## Data records
[Start of section]

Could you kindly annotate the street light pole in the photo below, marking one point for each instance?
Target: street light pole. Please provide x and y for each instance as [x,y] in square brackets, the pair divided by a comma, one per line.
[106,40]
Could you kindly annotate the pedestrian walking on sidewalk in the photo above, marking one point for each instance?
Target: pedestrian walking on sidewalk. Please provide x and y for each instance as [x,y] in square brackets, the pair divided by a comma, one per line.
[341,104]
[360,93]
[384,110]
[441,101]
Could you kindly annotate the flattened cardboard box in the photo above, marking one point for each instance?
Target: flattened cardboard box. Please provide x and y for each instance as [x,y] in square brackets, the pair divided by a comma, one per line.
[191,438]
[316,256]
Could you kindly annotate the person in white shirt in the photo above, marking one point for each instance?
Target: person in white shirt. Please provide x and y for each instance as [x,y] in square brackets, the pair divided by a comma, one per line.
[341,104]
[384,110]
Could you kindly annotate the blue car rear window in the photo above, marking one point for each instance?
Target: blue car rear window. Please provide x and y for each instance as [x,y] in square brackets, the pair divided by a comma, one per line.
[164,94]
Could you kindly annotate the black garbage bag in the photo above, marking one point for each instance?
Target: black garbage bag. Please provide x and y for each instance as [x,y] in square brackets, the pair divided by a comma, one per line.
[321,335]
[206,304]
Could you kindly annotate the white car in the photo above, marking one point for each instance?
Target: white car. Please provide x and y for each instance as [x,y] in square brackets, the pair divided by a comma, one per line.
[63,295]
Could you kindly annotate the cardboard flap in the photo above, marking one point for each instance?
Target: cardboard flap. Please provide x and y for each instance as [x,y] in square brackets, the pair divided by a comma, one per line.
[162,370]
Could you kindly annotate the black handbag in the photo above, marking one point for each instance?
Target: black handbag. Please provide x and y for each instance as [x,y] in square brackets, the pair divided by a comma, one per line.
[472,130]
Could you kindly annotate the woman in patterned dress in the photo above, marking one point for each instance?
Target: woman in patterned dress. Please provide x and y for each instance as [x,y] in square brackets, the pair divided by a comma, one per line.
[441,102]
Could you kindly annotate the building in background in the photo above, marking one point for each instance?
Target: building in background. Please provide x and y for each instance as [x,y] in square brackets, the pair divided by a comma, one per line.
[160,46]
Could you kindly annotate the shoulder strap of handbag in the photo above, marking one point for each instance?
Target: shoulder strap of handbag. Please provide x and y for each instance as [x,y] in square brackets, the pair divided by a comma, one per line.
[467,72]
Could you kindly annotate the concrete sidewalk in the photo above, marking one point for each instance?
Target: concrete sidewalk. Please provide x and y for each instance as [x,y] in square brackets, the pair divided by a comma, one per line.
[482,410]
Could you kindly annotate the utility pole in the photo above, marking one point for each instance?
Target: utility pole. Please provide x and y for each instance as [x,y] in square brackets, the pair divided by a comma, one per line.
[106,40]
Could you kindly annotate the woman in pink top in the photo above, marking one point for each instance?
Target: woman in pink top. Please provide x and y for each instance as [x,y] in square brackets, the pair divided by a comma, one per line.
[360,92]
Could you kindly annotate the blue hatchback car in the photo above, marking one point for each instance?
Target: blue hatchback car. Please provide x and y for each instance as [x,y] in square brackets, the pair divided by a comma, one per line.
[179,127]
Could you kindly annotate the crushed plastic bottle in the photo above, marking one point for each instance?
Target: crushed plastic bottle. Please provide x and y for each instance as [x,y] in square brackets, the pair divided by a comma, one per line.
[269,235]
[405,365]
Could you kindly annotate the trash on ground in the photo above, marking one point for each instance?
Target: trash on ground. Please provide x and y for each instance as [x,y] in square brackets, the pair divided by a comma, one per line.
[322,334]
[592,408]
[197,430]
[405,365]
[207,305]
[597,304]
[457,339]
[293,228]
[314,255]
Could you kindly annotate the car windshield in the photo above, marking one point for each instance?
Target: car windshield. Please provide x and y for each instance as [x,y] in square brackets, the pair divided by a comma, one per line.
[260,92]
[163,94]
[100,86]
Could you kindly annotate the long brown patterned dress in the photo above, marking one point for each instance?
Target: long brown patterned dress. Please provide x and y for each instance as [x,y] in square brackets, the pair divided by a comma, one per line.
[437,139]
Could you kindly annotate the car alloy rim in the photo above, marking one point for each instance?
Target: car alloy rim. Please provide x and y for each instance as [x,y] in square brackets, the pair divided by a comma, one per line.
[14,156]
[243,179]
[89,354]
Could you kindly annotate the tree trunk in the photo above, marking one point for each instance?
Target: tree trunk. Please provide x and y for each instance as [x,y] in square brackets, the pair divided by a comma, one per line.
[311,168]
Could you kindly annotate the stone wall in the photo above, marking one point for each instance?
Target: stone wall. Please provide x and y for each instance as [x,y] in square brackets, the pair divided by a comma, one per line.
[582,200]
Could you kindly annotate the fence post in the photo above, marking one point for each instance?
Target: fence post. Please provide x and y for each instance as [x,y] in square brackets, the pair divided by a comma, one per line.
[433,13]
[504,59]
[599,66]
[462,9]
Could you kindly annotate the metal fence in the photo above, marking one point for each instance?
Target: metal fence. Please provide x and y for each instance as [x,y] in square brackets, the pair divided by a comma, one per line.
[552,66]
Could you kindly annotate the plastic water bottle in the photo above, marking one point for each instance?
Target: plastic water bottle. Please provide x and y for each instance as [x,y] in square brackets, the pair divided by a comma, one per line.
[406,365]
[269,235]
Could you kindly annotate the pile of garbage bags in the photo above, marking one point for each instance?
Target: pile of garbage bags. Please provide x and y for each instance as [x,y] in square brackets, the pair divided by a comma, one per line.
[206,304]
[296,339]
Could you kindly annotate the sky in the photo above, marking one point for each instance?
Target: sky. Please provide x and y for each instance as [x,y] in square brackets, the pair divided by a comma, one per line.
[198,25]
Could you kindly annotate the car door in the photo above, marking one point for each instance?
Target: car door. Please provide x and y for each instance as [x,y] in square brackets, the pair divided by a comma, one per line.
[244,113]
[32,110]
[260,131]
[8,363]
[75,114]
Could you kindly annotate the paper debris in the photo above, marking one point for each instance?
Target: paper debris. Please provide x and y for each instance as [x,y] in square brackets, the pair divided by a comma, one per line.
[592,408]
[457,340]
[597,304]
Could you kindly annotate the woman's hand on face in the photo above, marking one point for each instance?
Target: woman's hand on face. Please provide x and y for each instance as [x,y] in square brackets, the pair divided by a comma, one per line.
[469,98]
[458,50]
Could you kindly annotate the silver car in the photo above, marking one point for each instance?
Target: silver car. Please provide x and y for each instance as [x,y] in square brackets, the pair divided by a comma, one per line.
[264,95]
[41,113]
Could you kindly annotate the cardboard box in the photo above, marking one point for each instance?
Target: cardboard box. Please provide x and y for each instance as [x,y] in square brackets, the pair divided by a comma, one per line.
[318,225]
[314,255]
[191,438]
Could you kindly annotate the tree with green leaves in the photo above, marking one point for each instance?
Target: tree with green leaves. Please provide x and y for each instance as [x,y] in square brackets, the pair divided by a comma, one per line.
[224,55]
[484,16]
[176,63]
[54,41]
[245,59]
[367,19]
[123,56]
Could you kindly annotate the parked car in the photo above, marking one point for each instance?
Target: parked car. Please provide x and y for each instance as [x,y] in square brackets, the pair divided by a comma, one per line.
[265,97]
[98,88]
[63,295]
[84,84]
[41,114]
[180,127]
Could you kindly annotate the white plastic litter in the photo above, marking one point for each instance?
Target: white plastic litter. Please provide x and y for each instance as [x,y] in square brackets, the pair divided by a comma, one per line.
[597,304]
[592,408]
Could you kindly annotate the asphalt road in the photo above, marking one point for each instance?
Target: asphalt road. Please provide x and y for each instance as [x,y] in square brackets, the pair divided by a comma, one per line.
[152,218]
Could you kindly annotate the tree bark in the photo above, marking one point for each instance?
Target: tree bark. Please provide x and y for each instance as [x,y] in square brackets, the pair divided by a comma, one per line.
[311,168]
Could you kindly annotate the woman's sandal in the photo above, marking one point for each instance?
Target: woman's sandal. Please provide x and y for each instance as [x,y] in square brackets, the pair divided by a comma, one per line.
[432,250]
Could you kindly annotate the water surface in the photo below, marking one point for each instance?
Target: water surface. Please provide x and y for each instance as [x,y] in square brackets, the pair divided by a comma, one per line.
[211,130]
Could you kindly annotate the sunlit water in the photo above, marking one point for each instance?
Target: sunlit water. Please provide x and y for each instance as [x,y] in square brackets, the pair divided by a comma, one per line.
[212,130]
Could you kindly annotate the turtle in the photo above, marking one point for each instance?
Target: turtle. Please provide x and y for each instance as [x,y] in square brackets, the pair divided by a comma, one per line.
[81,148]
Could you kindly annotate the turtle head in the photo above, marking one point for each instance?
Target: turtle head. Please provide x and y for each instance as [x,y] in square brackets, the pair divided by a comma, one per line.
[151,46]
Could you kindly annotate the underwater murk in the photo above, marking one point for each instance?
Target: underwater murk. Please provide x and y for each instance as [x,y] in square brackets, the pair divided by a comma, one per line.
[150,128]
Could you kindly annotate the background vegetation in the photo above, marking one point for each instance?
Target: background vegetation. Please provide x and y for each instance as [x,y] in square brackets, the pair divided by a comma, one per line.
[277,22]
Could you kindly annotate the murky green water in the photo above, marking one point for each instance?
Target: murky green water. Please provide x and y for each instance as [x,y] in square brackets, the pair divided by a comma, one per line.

[End of section]

## Task to complete
Up to and including the line with "Could you kindly annotate the flattened", print every line of the records from the start.

## Exercise solution
Could you kindly annotate the street light pole in the photo below, marking one point for each instance?
Target: street light pole. Please provide x and y for each instance as [x,y] in square brackets, the pair divided by a comma, one per line.
[106,40]
Could you kindly annotate the pedestrian walking on sidewalk in the photo above, marking one point for each instance?
Target: pedestrian walking on sidewalk. Please provide x and y for each instance as [x,y] in square brackets, the pair divided by a comma, one per line.
[341,104]
[360,93]
[384,110]
[441,101]
Could you kindly annotate the flattened cardboard box in the photo above, marking one point for each instance?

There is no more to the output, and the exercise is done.